**To do**
Your task is to print the listing exactly as it stands.
↓
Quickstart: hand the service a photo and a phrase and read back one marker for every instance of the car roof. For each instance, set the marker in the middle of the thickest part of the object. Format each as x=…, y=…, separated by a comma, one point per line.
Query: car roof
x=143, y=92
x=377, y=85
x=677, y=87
↑
**Response area**
Quickstart: hand the service a photo and a phrase and read back one marker for every instance of the car roof. For each instance, set the marker in the middle of the thickest part of the object. Format each as x=…, y=…, separated by a comma, one point per line.
Query: car roof
x=143, y=92
x=377, y=85
x=677, y=87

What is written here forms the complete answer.